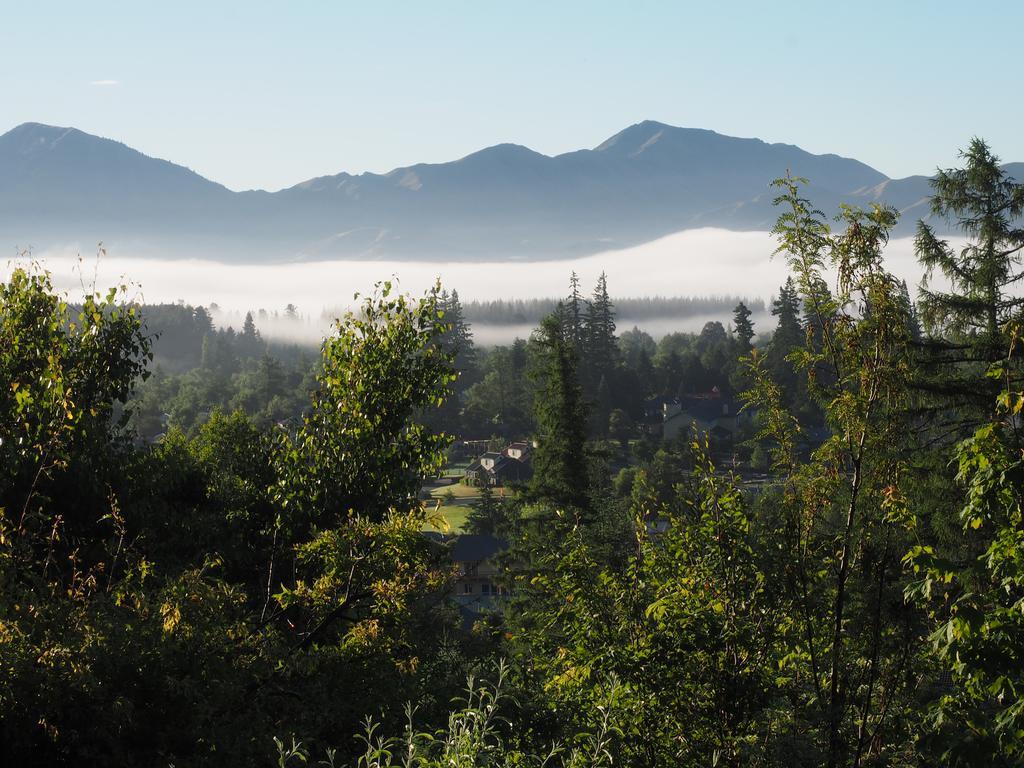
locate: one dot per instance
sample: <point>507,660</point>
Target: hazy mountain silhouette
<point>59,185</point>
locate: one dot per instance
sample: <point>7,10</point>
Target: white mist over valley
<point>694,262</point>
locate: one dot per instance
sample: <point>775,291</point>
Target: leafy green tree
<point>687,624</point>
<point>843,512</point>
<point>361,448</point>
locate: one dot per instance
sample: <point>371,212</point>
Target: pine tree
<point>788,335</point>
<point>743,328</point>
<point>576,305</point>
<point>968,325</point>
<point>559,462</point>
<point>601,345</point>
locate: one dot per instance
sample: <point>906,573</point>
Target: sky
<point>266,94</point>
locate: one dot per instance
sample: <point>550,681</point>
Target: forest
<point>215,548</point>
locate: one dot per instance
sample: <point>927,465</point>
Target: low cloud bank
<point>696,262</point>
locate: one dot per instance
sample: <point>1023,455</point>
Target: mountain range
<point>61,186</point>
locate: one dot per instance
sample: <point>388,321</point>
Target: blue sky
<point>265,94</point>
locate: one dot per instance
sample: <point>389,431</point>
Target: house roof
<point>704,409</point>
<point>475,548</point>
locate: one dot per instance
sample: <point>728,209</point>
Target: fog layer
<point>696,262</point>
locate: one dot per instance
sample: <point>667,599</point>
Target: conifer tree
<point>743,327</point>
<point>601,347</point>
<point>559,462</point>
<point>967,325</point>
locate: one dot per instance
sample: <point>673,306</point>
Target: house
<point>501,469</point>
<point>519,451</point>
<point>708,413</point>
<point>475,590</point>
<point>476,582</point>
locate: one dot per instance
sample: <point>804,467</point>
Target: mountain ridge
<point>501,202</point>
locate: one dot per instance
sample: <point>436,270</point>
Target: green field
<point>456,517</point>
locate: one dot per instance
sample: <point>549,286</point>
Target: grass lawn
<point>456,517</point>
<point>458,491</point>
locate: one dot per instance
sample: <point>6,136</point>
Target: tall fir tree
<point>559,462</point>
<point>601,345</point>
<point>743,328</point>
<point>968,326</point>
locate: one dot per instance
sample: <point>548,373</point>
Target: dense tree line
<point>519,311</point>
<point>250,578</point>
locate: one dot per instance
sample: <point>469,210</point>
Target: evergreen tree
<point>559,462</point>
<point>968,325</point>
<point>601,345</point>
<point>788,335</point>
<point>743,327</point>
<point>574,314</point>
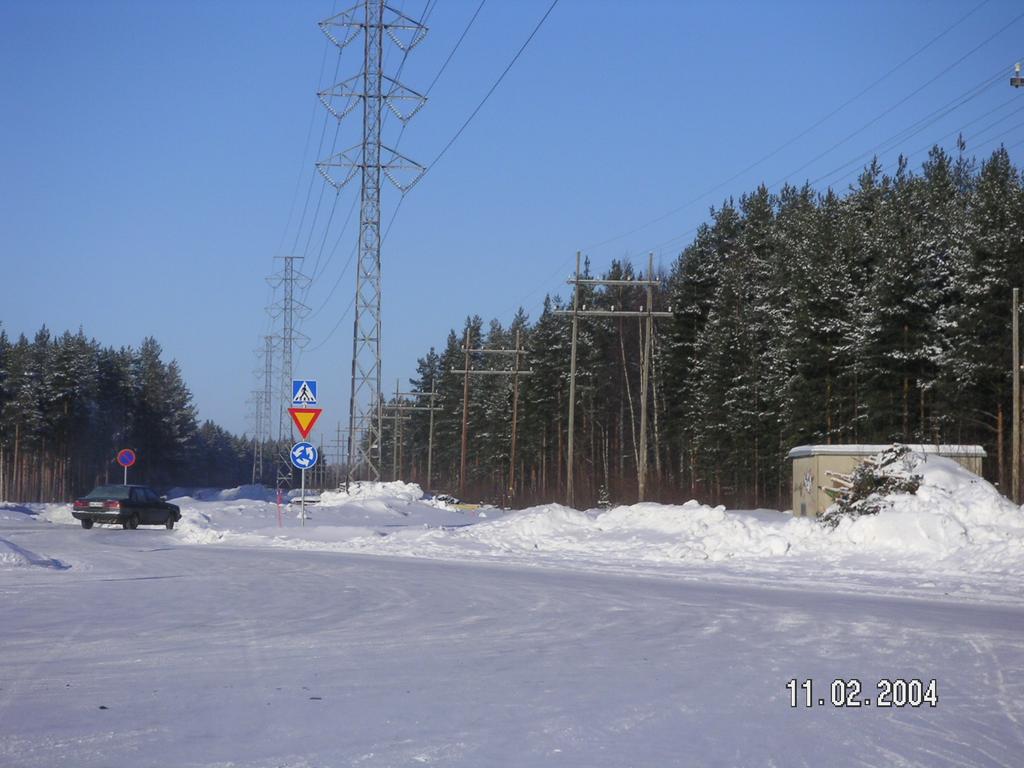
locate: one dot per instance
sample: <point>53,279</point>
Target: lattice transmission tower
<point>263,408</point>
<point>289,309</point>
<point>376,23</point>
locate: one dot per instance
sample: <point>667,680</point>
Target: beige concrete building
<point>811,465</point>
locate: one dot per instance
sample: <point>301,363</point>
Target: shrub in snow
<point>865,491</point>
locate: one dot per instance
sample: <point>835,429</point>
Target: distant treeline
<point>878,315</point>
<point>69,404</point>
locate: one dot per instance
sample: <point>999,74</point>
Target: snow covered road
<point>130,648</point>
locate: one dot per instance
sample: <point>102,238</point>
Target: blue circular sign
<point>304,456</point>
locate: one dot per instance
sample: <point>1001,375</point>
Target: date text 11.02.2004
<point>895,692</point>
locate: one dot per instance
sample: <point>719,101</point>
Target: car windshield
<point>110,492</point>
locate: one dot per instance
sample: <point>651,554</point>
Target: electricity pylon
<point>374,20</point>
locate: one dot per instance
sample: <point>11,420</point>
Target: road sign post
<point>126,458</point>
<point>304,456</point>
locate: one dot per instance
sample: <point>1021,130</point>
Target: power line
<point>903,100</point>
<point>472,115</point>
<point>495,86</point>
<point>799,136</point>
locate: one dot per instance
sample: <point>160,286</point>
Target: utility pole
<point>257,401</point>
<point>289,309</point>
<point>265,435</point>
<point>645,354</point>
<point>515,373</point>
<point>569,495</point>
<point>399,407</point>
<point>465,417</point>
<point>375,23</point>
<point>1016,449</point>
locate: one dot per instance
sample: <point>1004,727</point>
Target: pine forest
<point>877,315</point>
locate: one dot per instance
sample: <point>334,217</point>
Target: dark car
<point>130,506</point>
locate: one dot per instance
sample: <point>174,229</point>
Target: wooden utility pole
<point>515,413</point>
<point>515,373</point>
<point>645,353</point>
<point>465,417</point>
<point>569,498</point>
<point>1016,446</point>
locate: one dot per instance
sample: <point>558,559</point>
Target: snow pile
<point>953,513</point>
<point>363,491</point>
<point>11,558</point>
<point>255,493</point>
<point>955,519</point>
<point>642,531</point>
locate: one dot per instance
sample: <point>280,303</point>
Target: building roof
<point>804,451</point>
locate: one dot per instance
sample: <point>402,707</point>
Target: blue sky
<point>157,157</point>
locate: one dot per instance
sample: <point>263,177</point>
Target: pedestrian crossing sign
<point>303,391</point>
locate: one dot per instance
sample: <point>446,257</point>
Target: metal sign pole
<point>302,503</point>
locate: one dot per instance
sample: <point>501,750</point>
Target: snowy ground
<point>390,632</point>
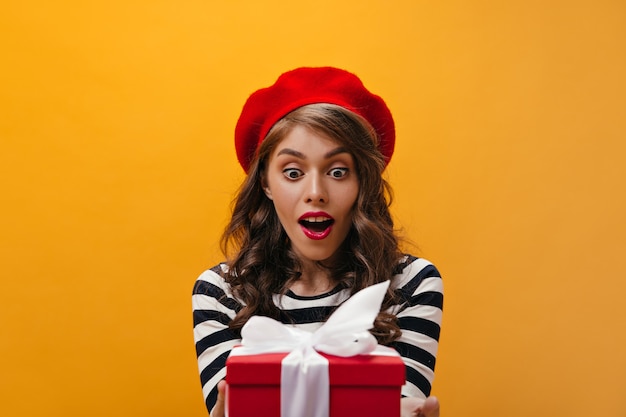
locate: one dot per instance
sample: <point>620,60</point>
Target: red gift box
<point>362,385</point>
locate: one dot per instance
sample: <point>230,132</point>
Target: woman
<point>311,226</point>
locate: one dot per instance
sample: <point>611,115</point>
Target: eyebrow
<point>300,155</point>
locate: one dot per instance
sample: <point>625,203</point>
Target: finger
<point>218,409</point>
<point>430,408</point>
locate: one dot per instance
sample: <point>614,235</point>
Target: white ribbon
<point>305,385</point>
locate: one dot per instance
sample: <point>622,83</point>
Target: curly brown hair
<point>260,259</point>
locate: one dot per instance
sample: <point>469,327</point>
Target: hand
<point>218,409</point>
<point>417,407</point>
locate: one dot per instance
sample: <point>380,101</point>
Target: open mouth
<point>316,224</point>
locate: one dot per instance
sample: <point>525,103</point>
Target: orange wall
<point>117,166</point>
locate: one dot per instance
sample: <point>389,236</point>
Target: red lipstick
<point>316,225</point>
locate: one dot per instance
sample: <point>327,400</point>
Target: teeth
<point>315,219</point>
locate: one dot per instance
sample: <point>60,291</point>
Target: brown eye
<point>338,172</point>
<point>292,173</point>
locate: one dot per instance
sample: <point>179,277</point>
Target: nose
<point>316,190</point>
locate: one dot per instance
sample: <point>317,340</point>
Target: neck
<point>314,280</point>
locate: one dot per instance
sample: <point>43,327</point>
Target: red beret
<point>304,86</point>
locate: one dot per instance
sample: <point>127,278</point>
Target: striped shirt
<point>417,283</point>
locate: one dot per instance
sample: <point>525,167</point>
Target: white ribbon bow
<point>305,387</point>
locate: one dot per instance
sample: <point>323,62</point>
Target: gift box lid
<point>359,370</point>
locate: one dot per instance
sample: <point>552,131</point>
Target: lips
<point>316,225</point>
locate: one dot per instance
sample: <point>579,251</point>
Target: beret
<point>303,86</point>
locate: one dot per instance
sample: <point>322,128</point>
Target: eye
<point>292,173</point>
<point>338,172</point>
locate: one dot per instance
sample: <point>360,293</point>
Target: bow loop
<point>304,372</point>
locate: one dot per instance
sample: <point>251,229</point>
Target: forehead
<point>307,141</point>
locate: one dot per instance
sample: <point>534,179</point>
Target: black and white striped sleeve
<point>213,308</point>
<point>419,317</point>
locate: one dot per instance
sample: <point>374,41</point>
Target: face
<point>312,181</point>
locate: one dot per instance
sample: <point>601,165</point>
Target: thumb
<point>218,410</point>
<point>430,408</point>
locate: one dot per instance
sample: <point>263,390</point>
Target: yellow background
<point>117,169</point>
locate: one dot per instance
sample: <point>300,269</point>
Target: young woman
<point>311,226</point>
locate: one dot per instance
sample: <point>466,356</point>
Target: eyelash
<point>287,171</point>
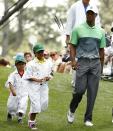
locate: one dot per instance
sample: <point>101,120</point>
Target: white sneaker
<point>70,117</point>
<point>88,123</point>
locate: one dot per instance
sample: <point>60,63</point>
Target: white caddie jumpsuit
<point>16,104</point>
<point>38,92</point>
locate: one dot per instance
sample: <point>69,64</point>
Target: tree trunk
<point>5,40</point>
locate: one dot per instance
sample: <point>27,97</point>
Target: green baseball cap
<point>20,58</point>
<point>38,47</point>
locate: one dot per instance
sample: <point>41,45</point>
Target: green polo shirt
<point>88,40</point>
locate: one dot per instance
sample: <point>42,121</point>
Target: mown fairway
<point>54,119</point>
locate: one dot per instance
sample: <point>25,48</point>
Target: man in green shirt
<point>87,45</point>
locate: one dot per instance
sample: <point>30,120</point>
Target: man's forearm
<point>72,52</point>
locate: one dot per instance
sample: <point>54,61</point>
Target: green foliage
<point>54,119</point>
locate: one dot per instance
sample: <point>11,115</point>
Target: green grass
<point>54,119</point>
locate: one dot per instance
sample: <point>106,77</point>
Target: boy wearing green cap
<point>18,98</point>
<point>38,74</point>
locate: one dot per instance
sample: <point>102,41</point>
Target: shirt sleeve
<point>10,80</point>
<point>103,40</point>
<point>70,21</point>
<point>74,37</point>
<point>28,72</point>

### Task
Only the lines above starting at the line that holds "Target: white mist over valley" and ending at the line that holds "sample: <point>6,136</point>" are to be repeated, exactly and in full.

### Answer to the exercise
Target: white mist over valley
<point>694,262</point>
locate: one dot per instance
sample: <point>775,291</point>
Target: leafy green tree
<point>687,624</point>
<point>843,512</point>
<point>361,448</point>
locate: one dot per instance
sample: <point>371,212</point>
Target: pine tree
<point>788,335</point>
<point>743,328</point>
<point>576,305</point>
<point>968,325</point>
<point>559,462</point>
<point>601,345</point>
locate: one dot per instance
sample: <point>906,573</point>
Target: sky
<point>266,94</point>
locate: one dot per instance
sample: <point>550,681</point>
Target: forest
<point>215,548</point>
locate: one dot per instance
sample: <point>927,465</point>
Target: low cloud bank
<point>696,262</point>
locate: one dot per instance
sample: <point>1023,455</point>
Target: mountain range
<point>61,186</point>
locate: one dot per instance
sample: <point>388,321</point>
Target: blue sky
<point>265,94</point>
locate: one dot per instance
sample: <point>389,431</point>
Target: house roof
<point>704,409</point>
<point>475,548</point>
locate: one dot per instance
sample: <point>728,209</point>
Target: fog layer
<point>696,262</point>
locate: one dot per instance
sample: <point>667,599</point>
Target: conifer tree
<point>743,327</point>
<point>601,347</point>
<point>559,462</point>
<point>967,325</point>
locate: one dot per instance
sample: <point>673,306</point>
Target: house
<point>501,469</point>
<point>519,451</point>
<point>708,413</point>
<point>475,590</point>
<point>476,582</point>
locate: one dot per instance
sample: <point>804,467</point>
Target: mountain ridge
<point>501,202</point>
locate: one dot per instance
sample: <point>436,270</point>
Target: green field
<point>456,517</point>
locate: one dot per instance
sample: <point>549,286</point>
Target: grass lawn
<point>456,517</point>
<point>458,491</point>
locate: one dot per instance
sample: <point>6,136</point>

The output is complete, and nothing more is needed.